LIST OF TASKS:
A: In the passage on engineering team priorities, who is responsible for setting the priority and goal?
B: Please continue the passage on engineering team priorities from its last sentence.

With that in mind, it really depends what the priority and goal is, something that needs to be set by product management. e.g. is it deliver on promised dates? is to deliver functionality when available? Reality with customers is that it will be probably promised dates just because this is how sales and customers work. With that in mind, requirements need to be finetunes enough that there is a technical counter part with its compromises and specific scope to code and test for that can be estimated to be delivered on a specific date. When the previous vary, then this goal is compromised. It is a well known fact in the industry that terms are used however everyone wants. So with that in mind, my number one concern for an engineering team is that the goals for the "next" release are clear and the estimations are realistic to achieve. Any perceived wasted time in preparation for this, that is requirements definition, user stories, ux etc, is there to achieve the promised date with quality. And all this needs to be adjusted to the people of the team. Do you work with top devs? Do you work with long term internals? Do you want to scale on demand with externals?
My point is that theory is nice and don't get me wrong interesting to follow. Reality though forces messy situations and a compromise is needed. But the biggest issue of them all is not having a well defined set of higher goals and restrictions for the how the team works. e.g. Delivery dates, security requirements etc etc.

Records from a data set
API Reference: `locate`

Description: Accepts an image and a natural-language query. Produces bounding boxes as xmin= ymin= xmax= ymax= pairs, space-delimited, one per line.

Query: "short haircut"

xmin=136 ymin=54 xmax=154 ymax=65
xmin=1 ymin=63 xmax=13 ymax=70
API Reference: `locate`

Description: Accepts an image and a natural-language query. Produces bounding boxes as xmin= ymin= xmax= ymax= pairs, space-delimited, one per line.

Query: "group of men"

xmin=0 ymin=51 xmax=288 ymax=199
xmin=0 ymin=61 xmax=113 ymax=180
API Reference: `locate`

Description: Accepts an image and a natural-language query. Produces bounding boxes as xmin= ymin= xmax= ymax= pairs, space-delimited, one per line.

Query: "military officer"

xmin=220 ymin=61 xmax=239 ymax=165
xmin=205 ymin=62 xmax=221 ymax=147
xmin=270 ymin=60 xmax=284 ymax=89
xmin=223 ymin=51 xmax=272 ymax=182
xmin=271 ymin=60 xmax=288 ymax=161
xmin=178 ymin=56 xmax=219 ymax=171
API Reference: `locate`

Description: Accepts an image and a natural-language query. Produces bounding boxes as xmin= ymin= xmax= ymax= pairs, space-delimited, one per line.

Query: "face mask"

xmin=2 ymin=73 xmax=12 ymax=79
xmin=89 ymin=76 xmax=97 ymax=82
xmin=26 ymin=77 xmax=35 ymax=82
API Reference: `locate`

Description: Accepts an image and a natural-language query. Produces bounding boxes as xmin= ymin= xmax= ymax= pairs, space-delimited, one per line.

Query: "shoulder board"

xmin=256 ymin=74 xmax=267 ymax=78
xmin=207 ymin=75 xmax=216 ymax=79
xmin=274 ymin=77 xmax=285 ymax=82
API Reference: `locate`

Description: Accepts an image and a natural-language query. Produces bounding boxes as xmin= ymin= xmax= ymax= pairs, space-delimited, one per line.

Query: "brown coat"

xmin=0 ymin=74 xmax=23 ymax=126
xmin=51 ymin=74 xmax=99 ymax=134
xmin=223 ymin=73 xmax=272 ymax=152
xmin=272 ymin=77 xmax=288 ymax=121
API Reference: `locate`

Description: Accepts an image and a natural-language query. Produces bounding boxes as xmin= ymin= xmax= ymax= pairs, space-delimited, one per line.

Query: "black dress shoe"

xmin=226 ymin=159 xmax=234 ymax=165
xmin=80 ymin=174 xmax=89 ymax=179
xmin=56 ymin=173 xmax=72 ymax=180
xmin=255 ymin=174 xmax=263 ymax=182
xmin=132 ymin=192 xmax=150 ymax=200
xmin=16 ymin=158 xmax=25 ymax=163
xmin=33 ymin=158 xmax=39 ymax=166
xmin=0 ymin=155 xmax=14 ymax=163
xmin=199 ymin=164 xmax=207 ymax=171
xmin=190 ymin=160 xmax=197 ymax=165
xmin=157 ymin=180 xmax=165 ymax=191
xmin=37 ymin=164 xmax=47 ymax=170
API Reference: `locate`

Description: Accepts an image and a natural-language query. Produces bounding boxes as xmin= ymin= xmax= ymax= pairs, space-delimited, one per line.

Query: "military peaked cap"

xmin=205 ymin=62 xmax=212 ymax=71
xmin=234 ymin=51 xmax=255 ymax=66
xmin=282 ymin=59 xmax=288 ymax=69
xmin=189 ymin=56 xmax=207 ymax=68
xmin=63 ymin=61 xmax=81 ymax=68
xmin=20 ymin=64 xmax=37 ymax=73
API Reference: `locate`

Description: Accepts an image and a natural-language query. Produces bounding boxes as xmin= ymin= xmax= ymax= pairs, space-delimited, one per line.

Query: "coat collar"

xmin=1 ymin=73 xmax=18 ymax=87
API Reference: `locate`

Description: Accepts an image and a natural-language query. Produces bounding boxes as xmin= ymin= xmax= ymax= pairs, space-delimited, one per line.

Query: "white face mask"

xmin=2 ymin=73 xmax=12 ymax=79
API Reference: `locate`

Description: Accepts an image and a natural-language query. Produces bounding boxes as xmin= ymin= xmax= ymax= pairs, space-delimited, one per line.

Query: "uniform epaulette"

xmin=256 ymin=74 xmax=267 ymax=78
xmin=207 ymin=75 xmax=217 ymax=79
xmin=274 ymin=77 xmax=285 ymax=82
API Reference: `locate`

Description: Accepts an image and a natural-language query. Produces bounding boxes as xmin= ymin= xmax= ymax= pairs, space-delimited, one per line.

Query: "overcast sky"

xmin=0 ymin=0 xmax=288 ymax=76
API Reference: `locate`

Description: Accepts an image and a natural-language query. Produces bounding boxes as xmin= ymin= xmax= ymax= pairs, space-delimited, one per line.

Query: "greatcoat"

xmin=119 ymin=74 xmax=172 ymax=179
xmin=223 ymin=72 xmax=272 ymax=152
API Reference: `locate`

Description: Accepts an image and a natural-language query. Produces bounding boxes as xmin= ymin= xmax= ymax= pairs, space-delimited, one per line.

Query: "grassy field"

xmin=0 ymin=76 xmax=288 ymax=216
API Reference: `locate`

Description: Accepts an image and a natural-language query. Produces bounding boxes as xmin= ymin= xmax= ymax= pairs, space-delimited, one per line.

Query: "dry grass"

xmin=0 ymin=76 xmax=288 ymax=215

OUTPUTS FOR THE TASKS:
A: Product management.

B:
Don't confuse the culture you are exposed to, as industry reality. There is a difference between writing code, and being a software developer/engineer. Beginners are expected to require direction, but not experienced developers. They need to master the art of creating software to solve problems, not merely write code. This is why we say "do you have 10 years experience, or 1 year repeated 10 times?"
The whole over-reliance on user stories irks me honestly. They are always overbroad and there's many times where either I had to gather further information, or I implemented something and no that's not what the author meant, at a certain point I really considered just implementing stuff that will fit into nothing that will check off the box just to see what'll happen. There were also times when I read it and all I could say was "What the fuck does this even mean?", "What the fuck is this trying to accomplish?", "Do you have literal brain damage because this sounds like a disaster waiting to happen.".
This happens especially when you are adding more functionality into an existing process flow because do you branch off from that, do you branch back in, or do you just make it a standalone flow that might just end up re-doing the same exact thing? Like why wasn't this just defined originally?
This is doubly annoying when certain things are literally matters of legal compliance. For example for the user to apply for and get a license they need to meet requirements that are defined by statute and our product owner managed to get those completely wrong so I had to go back and change a bunch of stuff. At that point I just started asking for the statute so I can see what legally we need from the users.
I deserve an award, I have been your 1000th like. 🤣
and your award is... my eternal gratitude. 😁
"This isnt a rant about evil products owners"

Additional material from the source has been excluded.